Montag, Oktober 20, 2008

Rezension Drachenläufer

Natürlich habe ich von diesem Buch gehört, wusste, dass es verfilmt wurde und ewig lange auf den Bestsellerlisten stand. Eigentlich eher ein Grund, ein Buch nicht zu lesen. Andererseits hat es meinem Vater gefallen, und der ist meistens ein Garant für gute Literatur, haben wir doch einen ähnlichen Buchgeschmack.

Also sprang es in meinen Einkaufskorb, als ich vor einigen Monaten mal wieder bei Weltbild stöberte, und nun endlich bin ich dazu gekommen, es zu lesen.

Khaled Hosseini beschreibt eine Kindheit im Afghanistan der 60er Jahre, und man spürt, wie lebensfroh die Menschen damals waren, wie offenherzig und modern. Die Kinder wachsen sehr frei auf, Frauen dürfen selbstverständlich Berufen nachgehen und unverschleiert auf die Straße, alles in allem wirkt es wie eine orientalische Variante meiner eigenen Kindheit - frei und unbeschwert.

Amir ist der Sohn eines reichen, einflussreichen Mannes. Seine Mutter starb kurz nach seiner Geburt, so dass er in einer Männerwelt groß wird, denn auch der Diener seines Vaters ist alleinerziehender Vater, seine Frau verließ ihn quasi aus dem Kindbett heraus. Die beiden Jungs verbringen ihre Zeit miteinander, spielen auf den Straßen Kabuls und lassen gemeinsam Drachen steigen, was in Kabul ein Straßenfest ist, bei dem es darum geht, die Schnur der anderen Drachen zu schneiden und den eigenen Drachen am längsten am Himmel zu halten, wozu die Schnüre mit Leim und Glassplittern präpariert werden. Aber natürlich ist das Leben nicht immer so einfach, denn es gefällt manchen nicht, dass Amir sich mit einem Hazara auf eine Stufe stellt, dass er seinen Diener - denn das ist Hassans Funktion im Haushalt - als einen Freund behandelt. Amir weist dies weit von sich und begreift erst, wie wertvoll diese Freundschaft war, als er Hassan verrät.

## Deine Aufgabe
Schreibe aus der Rezension zum „Drachenläufer“ die Stelle unverändert ab, beginnend mit „Montag, Oktober 20, 2008“ und weiter bis einschließlich „es zu lesen.“.

## Gegebene Auflistung
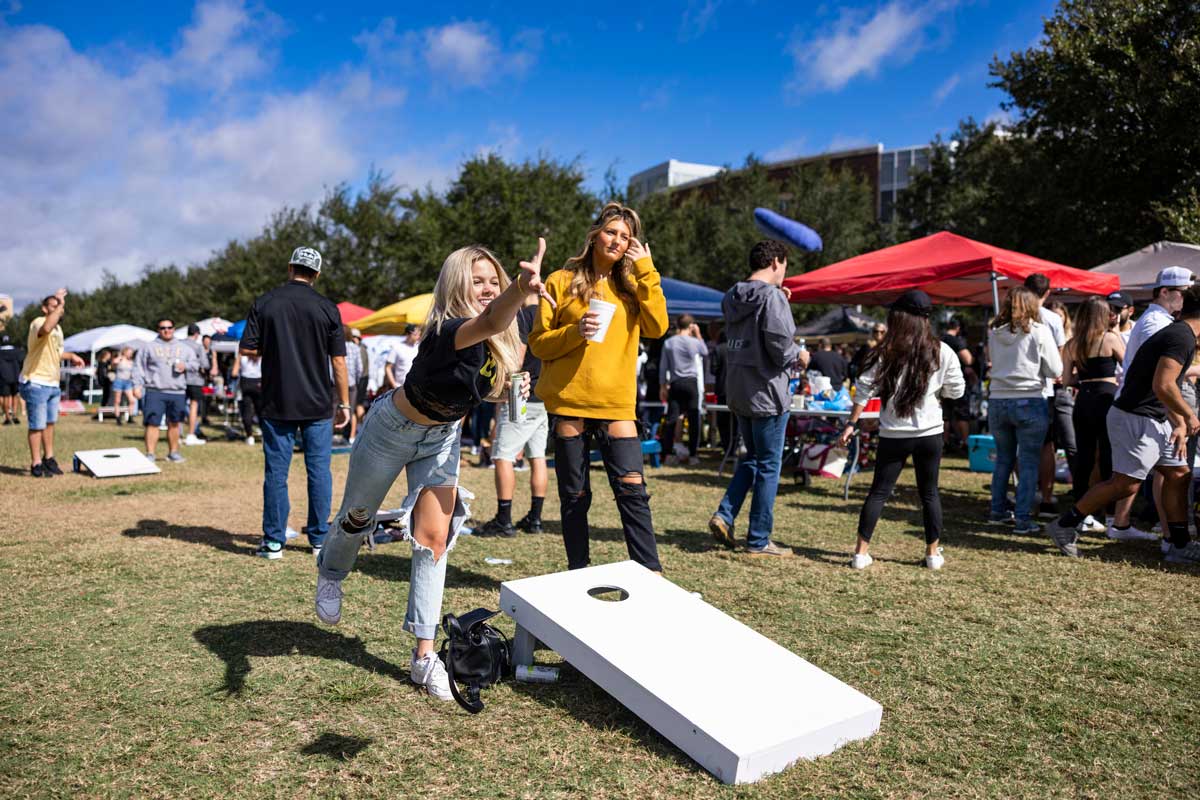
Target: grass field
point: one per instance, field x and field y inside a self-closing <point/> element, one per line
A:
<point x="149" y="655"/>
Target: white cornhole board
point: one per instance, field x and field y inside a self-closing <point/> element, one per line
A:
<point x="739" y="704"/>
<point x="114" y="463"/>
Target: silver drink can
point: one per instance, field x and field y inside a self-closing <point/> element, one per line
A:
<point x="516" y="402"/>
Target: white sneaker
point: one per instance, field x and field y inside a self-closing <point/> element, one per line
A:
<point x="431" y="673"/>
<point x="936" y="560"/>
<point x="329" y="600"/>
<point x="1131" y="534"/>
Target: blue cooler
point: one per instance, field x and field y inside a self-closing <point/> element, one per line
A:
<point x="982" y="453"/>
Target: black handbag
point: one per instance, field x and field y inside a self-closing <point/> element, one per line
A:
<point x="474" y="654"/>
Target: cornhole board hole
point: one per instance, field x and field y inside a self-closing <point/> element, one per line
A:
<point x="665" y="654"/>
<point x="117" y="462"/>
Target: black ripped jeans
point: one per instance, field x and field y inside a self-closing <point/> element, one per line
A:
<point x="622" y="457"/>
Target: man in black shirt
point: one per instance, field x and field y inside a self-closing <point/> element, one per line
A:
<point x="298" y="334"/>
<point x="1149" y="426"/>
<point x="829" y="364"/>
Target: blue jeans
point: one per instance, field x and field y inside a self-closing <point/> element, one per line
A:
<point x="387" y="444"/>
<point x="279" y="440"/>
<point x="757" y="470"/>
<point x="1019" y="427"/>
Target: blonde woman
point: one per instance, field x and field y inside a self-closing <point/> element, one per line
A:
<point x="469" y="347"/>
<point x="123" y="385"/>
<point x="1024" y="354"/>
<point x="589" y="386"/>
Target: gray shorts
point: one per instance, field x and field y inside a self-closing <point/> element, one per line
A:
<point x="511" y="437"/>
<point x="1140" y="444"/>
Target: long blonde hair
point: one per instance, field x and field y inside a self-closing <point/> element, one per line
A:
<point x="451" y="300"/>
<point x="585" y="278"/>
<point x="1020" y="311"/>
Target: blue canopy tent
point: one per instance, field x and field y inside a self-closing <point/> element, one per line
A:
<point x="685" y="298"/>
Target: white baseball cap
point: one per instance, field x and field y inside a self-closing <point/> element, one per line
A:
<point x="310" y="258"/>
<point x="1174" y="276"/>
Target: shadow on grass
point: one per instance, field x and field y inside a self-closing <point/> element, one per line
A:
<point x="576" y="695"/>
<point x="335" y="746"/>
<point x="237" y="643"/>
<point x="222" y="540"/>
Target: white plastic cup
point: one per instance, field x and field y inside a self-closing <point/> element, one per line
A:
<point x="605" y="310"/>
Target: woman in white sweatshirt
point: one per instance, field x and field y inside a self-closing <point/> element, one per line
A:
<point x="1023" y="356"/>
<point x="909" y="371"/>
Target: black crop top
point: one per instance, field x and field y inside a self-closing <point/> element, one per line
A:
<point x="445" y="384"/>
<point x="1099" y="366"/>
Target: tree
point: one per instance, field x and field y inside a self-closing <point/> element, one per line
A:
<point x="707" y="236"/>
<point x="1103" y="150"/>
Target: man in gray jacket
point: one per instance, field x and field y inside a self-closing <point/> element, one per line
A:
<point x="761" y="350"/>
<point x="160" y="374"/>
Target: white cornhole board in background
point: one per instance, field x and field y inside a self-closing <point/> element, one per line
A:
<point x="739" y="704"/>
<point x="114" y="463"/>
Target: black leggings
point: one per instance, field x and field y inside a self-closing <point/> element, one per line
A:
<point x="889" y="459"/>
<point x="682" y="398"/>
<point x="251" y="403"/>
<point x="1091" y="414"/>
<point x="621" y="457"/>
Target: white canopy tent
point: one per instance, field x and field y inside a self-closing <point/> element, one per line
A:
<point x="1139" y="269"/>
<point x="213" y="325"/>
<point x="102" y="338"/>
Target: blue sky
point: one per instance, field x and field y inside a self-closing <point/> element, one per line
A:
<point x="149" y="133"/>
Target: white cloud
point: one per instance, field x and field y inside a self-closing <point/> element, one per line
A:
<point x="859" y="43"/>
<point x="459" y="55"/>
<point x="787" y="150"/>
<point x="102" y="170"/>
<point x="696" y="18"/>
<point x="945" y="90"/>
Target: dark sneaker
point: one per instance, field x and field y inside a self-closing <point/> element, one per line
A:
<point x="493" y="528"/>
<point x="721" y="531"/>
<point x="1065" y="539"/>
<point x="772" y="548"/>
<point x="529" y="524"/>
<point x="269" y="551"/>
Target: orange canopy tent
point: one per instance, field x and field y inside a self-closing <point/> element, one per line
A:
<point x="953" y="270"/>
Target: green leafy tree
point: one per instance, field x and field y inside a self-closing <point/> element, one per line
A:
<point x="1103" y="151"/>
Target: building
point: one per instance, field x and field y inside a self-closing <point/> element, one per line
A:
<point x="667" y="175"/>
<point x="888" y="172"/>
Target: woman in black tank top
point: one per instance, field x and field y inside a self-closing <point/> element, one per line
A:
<point x="1092" y="358"/>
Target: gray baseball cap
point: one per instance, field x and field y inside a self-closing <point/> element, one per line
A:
<point x="306" y="257"/>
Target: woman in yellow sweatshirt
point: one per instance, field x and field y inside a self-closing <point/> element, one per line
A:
<point x="591" y="386"/>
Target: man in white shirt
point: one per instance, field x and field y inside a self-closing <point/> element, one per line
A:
<point x="402" y="355"/>
<point x="1039" y="284"/>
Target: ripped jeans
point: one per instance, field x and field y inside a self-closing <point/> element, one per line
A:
<point x="388" y="443"/>
<point x="621" y="457"/>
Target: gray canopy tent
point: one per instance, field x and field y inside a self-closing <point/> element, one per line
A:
<point x="1139" y="269"/>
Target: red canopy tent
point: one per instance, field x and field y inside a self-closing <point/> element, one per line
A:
<point x="952" y="269"/>
<point x="352" y="313"/>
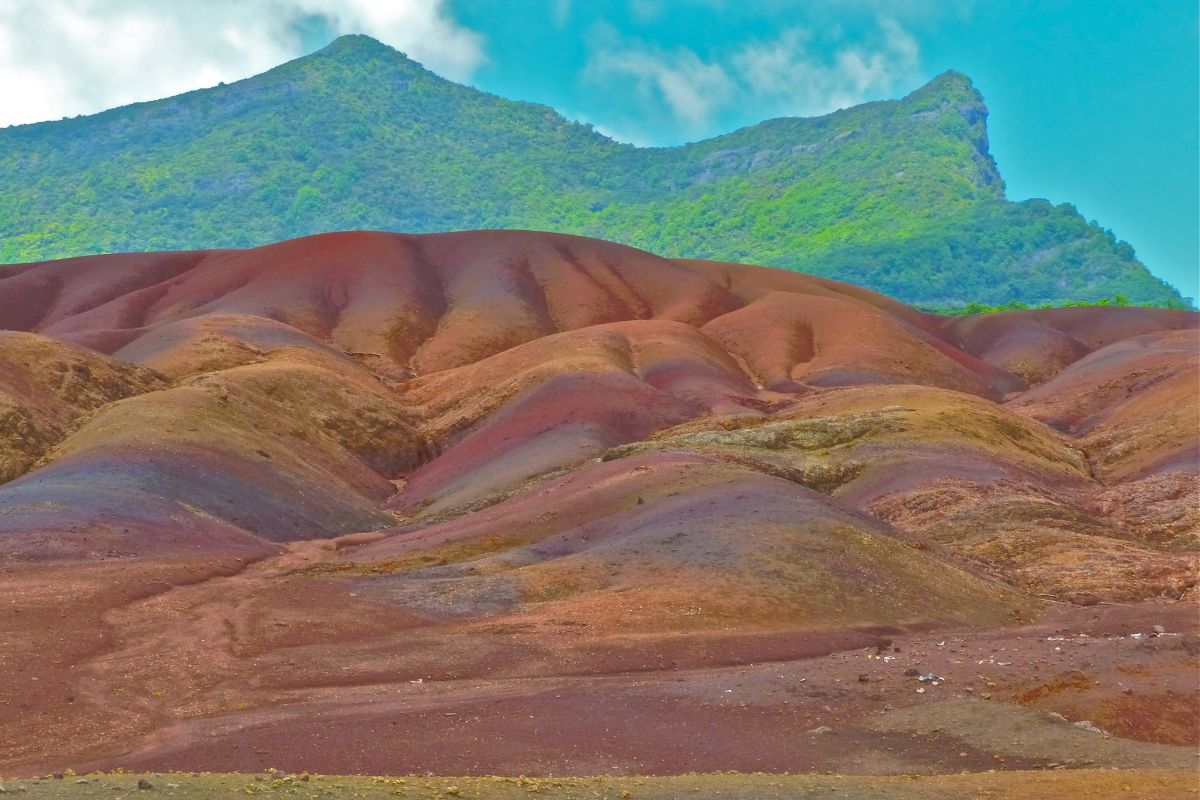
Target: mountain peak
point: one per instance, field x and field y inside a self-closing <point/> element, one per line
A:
<point x="359" y="47"/>
<point x="353" y="42"/>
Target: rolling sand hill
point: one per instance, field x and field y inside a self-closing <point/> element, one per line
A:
<point x="517" y="503"/>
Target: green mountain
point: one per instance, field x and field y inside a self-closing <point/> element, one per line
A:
<point x="899" y="196"/>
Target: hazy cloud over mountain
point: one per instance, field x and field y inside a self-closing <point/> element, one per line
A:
<point x="785" y="76"/>
<point x="64" y="58"/>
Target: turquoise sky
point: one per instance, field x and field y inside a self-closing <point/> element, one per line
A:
<point x="1093" y="103"/>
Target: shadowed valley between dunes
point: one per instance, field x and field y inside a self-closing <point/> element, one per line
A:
<point x="520" y="503"/>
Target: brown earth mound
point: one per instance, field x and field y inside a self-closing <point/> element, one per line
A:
<point x="306" y="504"/>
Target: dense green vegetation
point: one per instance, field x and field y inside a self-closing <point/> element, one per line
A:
<point x="976" y="307"/>
<point x="898" y="196"/>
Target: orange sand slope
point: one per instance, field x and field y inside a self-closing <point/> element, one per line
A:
<point x="239" y="488"/>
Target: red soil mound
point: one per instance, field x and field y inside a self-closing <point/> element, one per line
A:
<point x="342" y="463"/>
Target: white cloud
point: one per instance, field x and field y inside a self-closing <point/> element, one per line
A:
<point x="63" y="58"/>
<point x="790" y="77"/>
<point x="690" y="88"/>
<point x="801" y="72"/>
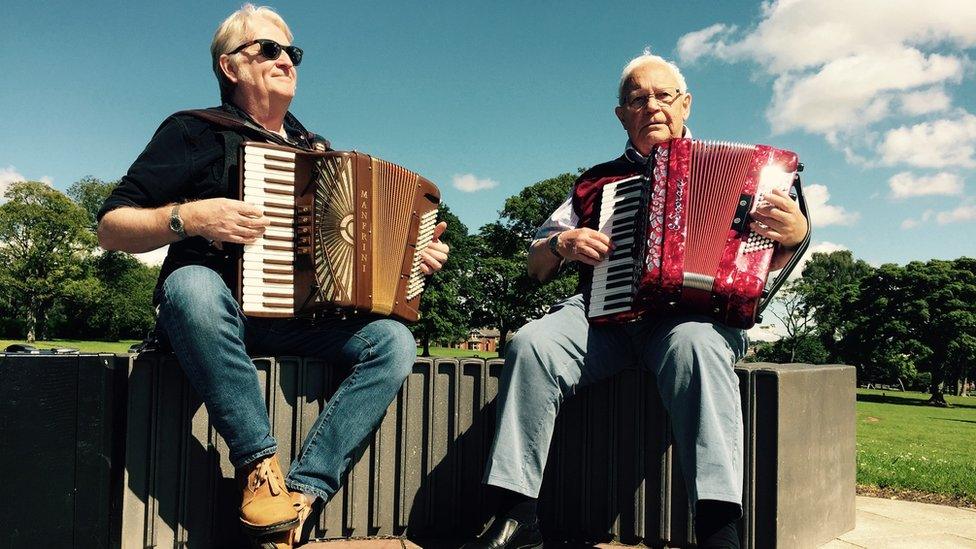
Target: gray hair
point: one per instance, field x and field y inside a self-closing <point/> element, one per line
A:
<point x="233" y="32"/>
<point x="642" y="60"/>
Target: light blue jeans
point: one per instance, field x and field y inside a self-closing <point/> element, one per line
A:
<point x="211" y="338"/>
<point x="691" y="357"/>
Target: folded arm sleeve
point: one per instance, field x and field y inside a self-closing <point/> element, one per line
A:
<point x="159" y="175"/>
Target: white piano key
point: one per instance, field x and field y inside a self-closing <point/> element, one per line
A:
<point x="259" y="149"/>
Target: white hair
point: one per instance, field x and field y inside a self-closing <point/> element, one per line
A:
<point x="233" y="32"/>
<point x="642" y="60"/>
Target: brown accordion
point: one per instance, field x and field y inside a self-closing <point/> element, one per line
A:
<point x="681" y="234"/>
<point x="346" y="235"/>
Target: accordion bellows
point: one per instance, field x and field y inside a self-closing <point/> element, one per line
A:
<point x="681" y="233"/>
<point x="347" y="234"/>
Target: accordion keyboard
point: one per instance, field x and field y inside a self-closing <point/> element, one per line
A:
<point x="613" y="279"/>
<point x="268" y="285"/>
<point x="425" y="234"/>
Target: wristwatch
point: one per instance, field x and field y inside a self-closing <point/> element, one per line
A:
<point x="554" y="245"/>
<point x="176" y="222"/>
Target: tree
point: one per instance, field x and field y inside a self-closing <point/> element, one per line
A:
<point x="797" y="318"/>
<point x="506" y="297"/>
<point x="444" y="315"/>
<point x="916" y="318"/>
<point x="44" y="241"/>
<point x="114" y="303"/>
<point x="90" y="193"/>
<point x="804" y="349"/>
<point x="830" y="283"/>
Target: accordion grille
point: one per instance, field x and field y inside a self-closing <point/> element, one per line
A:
<point x="391" y="218"/>
<point x="717" y="173"/>
<point x="334" y="209"/>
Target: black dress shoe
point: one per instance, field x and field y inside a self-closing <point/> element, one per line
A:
<point x="508" y="533"/>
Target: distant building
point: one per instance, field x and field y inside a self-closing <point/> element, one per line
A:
<point x="481" y="339"/>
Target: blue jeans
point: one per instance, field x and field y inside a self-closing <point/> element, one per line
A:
<point x="693" y="361"/>
<point x="211" y="336"/>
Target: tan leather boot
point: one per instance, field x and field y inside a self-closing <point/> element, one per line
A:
<point x="303" y="506"/>
<point x="281" y="540"/>
<point x="265" y="503"/>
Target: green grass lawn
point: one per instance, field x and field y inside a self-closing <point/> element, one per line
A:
<point x="904" y="444"/>
<point x="458" y="353"/>
<point x="123" y="346"/>
<point x="82" y="346"/>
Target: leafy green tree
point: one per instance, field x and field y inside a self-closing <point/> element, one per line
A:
<point x="90" y="193"/>
<point x="803" y="349"/>
<point x="916" y="318"/>
<point x="830" y="283"/>
<point x="505" y="296"/>
<point x="444" y="315"/>
<point x="114" y="303"/>
<point x="44" y="241"/>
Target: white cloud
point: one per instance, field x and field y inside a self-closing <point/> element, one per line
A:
<point x="470" y="183"/>
<point x="699" y="43"/>
<point x="911" y="223"/>
<point x="841" y="66"/>
<point x="925" y="102"/>
<point x="907" y="185"/>
<point x="855" y="91"/>
<point x="938" y="144"/>
<point x="824" y="214"/>
<point x="961" y="214"/>
<point x="10" y="175"/>
<point x="154" y="257"/>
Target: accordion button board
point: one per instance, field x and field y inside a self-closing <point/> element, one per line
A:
<point x="681" y="235"/>
<point x="347" y="234"/>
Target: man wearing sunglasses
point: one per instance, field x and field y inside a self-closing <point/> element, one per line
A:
<point x="691" y="356"/>
<point x="182" y="191"/>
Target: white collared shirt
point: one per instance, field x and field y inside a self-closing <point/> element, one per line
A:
<point x="564" y="218"/>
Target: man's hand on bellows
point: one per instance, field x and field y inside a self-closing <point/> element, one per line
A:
<point x="435" y="254"/>
<point x="224" y="220"/>
<point x="780" y="219"/>
<point x="584" y="245"/>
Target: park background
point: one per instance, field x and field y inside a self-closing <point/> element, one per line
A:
<point x="501" y="105"/>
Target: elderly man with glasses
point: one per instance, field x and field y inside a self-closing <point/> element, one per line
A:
<point x="182" y="191"/>
<point x="691" y="356"/>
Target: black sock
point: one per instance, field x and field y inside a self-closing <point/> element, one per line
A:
<point x="716" y="524"/>
<point x="515" y="505"/>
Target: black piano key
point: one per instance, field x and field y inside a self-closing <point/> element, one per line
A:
<point x="620" y="202"/>
<point x="617" y="284"/>
<point x="622" y="275"/>
<point x="623" y="230"/>
<point x="620" y="253"/>
<point x="630" y="207"/>
<point x="629" y="186"/>
<point x="616" y="297"/>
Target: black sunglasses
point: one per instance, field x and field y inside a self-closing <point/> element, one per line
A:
<point x="272" y="50"/>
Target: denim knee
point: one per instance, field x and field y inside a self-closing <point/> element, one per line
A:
<point x="196" y="294"/>
<point x="393" y="341"/>
<point x="531" y="355"/>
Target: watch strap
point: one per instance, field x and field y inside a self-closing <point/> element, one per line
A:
<point x="553" y="244"/>
<point x="176" y="222"/>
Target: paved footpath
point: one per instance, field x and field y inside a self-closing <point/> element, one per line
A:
<point x="881" y="523"/>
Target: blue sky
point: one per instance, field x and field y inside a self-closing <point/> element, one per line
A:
<point x="877" y="97"/>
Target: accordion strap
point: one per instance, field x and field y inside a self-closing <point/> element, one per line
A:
<point x="221" y="117"/>
<point x="801" y="249"/>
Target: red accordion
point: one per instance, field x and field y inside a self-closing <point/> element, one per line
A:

## Ausgabe
Montag, Oktober 20, 2008

Rezension Drachenläufer

Natürlich habe ich von diesem Buch gehört, wusste, dass es verfilmt wurde und ewig lange auf den Bestsellerlisten stand. Eigentlich eher ein Grund, ein Buch nicht zu lesen. Andererseits hat es meinem Vater gefallen, und der ist meistens ein Garant für gute Literatur, haben wir doch einen ähnlichen Buchgeschmack.

Also sprang es in meinen Einkaufskorb, als ich vor einigen Monaten mal wieder bei Weltbild stöberte, und nun endlich bin ich dazu gekommen, es zu lesen.